[Records of labeled boxes]
• • •
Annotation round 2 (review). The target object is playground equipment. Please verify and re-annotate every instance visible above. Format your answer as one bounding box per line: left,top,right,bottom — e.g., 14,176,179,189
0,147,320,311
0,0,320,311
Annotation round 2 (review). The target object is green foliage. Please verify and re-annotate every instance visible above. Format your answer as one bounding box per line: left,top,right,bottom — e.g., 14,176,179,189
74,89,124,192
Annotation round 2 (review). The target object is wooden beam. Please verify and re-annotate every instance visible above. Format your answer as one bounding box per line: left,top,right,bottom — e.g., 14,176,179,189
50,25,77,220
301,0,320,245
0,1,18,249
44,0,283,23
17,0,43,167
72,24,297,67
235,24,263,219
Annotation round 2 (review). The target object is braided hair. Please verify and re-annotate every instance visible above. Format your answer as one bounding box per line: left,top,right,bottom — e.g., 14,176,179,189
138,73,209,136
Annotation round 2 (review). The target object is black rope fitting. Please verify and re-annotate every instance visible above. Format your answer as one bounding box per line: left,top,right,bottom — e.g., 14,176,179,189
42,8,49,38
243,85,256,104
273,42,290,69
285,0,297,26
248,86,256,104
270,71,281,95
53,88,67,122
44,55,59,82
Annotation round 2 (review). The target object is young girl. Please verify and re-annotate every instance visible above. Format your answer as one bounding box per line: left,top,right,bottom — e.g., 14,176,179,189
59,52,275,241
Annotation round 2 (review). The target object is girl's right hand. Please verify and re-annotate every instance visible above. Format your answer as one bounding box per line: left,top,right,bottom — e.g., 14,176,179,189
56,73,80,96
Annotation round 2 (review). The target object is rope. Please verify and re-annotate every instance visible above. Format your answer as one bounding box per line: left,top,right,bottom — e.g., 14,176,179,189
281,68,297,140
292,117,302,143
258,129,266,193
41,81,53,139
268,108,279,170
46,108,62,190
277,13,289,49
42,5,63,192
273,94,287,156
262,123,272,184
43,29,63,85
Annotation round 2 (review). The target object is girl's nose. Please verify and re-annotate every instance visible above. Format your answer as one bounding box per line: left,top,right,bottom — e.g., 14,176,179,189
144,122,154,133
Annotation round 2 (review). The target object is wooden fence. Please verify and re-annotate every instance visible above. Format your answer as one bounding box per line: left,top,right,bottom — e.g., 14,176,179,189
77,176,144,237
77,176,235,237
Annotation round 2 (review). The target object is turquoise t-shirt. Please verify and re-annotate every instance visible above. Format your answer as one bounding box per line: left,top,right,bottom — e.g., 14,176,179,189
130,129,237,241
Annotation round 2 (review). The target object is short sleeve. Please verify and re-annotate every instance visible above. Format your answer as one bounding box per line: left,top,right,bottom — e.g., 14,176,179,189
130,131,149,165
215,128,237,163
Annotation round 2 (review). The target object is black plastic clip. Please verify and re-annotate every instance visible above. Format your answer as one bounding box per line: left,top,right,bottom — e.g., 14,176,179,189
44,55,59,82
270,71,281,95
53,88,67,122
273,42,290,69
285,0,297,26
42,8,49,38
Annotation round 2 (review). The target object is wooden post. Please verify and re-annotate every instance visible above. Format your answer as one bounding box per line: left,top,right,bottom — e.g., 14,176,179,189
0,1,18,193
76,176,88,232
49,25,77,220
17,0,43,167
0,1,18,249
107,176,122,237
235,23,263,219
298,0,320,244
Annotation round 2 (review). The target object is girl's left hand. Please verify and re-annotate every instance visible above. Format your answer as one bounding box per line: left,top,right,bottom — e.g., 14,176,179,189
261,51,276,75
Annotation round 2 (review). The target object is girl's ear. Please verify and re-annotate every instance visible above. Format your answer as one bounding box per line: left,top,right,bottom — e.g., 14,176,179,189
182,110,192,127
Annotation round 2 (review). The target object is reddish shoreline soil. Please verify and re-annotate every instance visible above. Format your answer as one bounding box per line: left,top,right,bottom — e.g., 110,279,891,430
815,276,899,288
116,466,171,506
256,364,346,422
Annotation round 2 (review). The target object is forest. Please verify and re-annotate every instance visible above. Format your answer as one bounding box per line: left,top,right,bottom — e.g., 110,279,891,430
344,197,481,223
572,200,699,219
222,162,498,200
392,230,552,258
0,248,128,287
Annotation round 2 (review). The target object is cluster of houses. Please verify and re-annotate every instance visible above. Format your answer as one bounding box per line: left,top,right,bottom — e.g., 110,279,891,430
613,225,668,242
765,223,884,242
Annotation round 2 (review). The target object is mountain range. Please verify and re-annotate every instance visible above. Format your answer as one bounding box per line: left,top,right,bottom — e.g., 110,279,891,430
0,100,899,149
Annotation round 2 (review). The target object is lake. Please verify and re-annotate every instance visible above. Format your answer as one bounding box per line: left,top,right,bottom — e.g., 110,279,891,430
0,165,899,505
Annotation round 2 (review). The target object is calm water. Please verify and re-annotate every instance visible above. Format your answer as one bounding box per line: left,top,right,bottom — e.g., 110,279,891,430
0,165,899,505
• • •
Problem to solve —
Transcribe the items above line for line, leaving every character unchanged.

Task solution —
Annotation round 2 (review). The target object is playground equipment. Please verify and re-annotate every instance visible above. Format your answer as one bounding box per line: left,top,right,bottom — e.g., 14,176,179,189
0,147,320,311
0,0,320,311
Annotation round 2 (review). The target object is green foliage. Please verify and re-annotate every instance visible above. Format your answer as one bounding box per line: left,top,right,bottom — e.g., 14,176,179,189
74,89,124,192
Annotation round 2 (review). The target object is wooden beam. Please verify and re-annotate every instance visible above. Format your answer as one bounding box per line: left,top,right,bottom — e.g., 14,176,179,189
50,25,77,220
301,0,320,245
0,1,18,249
44,0,283,23
17,0,43,167
72,24,297,67
235,24,263,219
Annotation round 2 (review). The target object is braided hair. Please verify and re-annotate every instance visible above. Format your answer as one bounding box per line: left,top,right,bottom — e.g., 14,176,179,189
138,73,209,136
Annotation round 2 (review). The target object is black rope fitting. Please verify and re-annotate every instance visible above. Format your answer as one bounding box per line: left,top,right,bottom — e.g., 14,176,179,189
42,8,49,38
243,85,256,104
273,42,290,69
285,0,297,26
248,86,256,104
270,71,281,95
53,88,67,122
44,55,59,82
Annotation round 2 (review). The target object is young girl. Please verify and re-annotate every instance visible above. Format your answer as one bounding box per line: left,top,right,bottom — e.g., 14,176,179,189
59,52,275,241
Annotation round 2 (review). The target object is girl's right hand. Please verify and re-annotate every instance visible above. Format your answer as one bounding box per line: left,top,right,bottom — e.g., 14,176,179,189
56,73,80,96
Annotation round 2 (review). The target object is rope. Please verify and re-annotate every instance visible above. Format your answer as one bounding box per line: left,top,right,bottom — e.g., 14,176,179,189
281,68,297,140
292,117,302,143
258,129,266,193
41,81,53,139
268,108,279,170
46,108,62,190
277,13,289,49
42,5,63,192
273,94,287,156
262,123,272,184
43,29,63,85
Annotation round 2 (review). The target object is girl's nose. Please verify and re-annotate every instance visible above. Format your answer as one bounding box per line: left,top,right,bottom — e.g., 14,176,179,189
144,122,154,133
Annotation round 2 (review). The target object is wooden fence. Please verify and re-annotate every instance visible above. Format your answer as one bounding box per line: left,top,right,bottom — e.g., 14,176,179,189
77,176,144,237
77,176,235,237
Annotation round 2 (review). The target object is turquoise t-shirt. Please verify and re-annotate every instance visible above. Format your answer as one bounding box per line: left,top,right,bottom — e.g., 14,176,179,189
130,129,237,241
Annotation round 2 (review). The target object is short sleeve. Please verify and re-annotate every instance visible above. Format your answer as one bounding box per line: left,top,right,bottom — e.g., 14,176,179,189
130,131,149,165
215,128,237,163
Annotation round 2 (review). The target object is black plastic clip. Please verify and re-annotate every instance visible above. Format your answer as one bounding box per line: left,top,right,bottom — e.g., 14,176,179,189
44,55,59,82
270,71,281,95
53,88,67,122
273,42,290,69
285,0,297,26
42,8,49,38
Annotation round 2 (review). The target object is wooden post. Please verify and re-annotate every instance visible above. Format your answer as one bounding box per line: left,top,right,bottom — e.g., 14,176,179,189
0,1,18,193
76,176,88,232
49,25,77,220
17,0,43,167
0,1,18,249
107,176,122,237
235,23,263,219
298,0,320,244
Annotation round 2 (review). The target object is girl's left hand. Please verify and re-annotate every instance visible above. Format your answer as one bounding box per line: left,top,right,bottom — e.g., 14,176,179,189
261,51,276,75
Annotation round 2 (review). The target object is girl's ear. Please verify and re-annotate every instance visible above. Format your answer as one bounding box per line: left,top,right,bottom — e.g., 14,176,179,189
182,110,192,127
Annotation round 2 (review). The target object is reddish shoreline soil. Please verify and re-annotate every instance visible above. Format your answer as one bounding box per line: left,top,right,bottom — e.g., 110,279,891,430
815,276,899,288
116,466,171,506
256,364,346,422
Annotation round 2 (review). The target object is forest. Please verify and re-annotate every instance visible above. Format your answer as one bounding box per line: left,top,right,bottom — e.g., 110,279,891,430
344,197,481,223
572,200,699,219
222,162,498,200
392,230,552,258
0,248,128,287
Annotation round 2 (review). The target object is cluster of houses. Please verify and re-annotate every instance visible above. Format your answer as one bounding box per line: left,top,right,bottom — e.g., 110,279,891,430
613,225,668,242
765,223,884,242
Annotation round 2 (review). The target object is mountain range. Please verify and re-annotate every instance visible above. Format your answer as one bounding box per line: left,top,right,bottom — e.g., 110,279,891,430
0,100,899,149
Annotation round 2 (review). The target object is lake. Please verify and re-annotate every instance visible above. Format your answer as one bounding box per line: left,top,right,bottom — e.g., 110,279,891,430
0,165,899,505
Annotation round 2 (review). The target object is calm water. Please verify and re-annotate every instance visible above. Format your answer as one bounding box per line: left,top,right,bottom — e.g., 110,279,891,430
0,165,899,505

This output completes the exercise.